• MATERIAL SHOWN:
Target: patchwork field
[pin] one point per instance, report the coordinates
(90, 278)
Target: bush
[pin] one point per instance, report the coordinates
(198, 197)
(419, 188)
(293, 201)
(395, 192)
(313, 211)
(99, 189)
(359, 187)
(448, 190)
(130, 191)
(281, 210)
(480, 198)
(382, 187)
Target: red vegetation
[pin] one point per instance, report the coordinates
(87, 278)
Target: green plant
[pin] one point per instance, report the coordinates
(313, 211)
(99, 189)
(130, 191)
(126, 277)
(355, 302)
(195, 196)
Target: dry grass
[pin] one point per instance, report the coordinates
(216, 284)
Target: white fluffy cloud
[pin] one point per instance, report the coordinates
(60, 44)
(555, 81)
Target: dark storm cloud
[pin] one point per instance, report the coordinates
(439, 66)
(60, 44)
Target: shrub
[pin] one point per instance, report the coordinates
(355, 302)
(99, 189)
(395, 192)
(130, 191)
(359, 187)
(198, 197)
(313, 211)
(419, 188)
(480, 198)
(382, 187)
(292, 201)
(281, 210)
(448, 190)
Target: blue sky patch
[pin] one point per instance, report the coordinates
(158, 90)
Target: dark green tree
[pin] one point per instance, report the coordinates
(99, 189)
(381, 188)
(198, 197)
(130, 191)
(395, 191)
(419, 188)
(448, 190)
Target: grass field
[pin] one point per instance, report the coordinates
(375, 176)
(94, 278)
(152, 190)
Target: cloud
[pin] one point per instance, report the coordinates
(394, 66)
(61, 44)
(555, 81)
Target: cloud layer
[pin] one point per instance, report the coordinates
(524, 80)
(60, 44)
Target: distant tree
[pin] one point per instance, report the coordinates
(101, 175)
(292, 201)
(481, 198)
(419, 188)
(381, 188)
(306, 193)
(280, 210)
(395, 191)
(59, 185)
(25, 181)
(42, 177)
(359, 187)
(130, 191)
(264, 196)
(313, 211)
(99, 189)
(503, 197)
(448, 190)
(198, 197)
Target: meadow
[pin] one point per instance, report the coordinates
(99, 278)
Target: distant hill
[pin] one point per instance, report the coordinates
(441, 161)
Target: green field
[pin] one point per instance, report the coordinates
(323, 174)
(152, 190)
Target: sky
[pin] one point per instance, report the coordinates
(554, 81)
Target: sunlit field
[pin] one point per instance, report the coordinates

• TASK BRIEF: Output, exactly and in full, the lines from the start of the entries above through the line that contains "Target: green plant".

• EXERCISE OUTPUT:
Target: patchwork field
[pin] one point per instance, report the coordinates
(90, 278)
Target: bush
[pin] one point per instance, report the coordinates
(198, 197)
(419, 188)
(293, 201)
(395, 192)
(313, 211)
(99, 189)
(359, 187)
(448, 190)
(130, 191)
(281, 210)
(480, 198)
(382, 187)
Target: red vegetation
[pin] one point per instance, report the coordinates
(87, 278)
Target: green plant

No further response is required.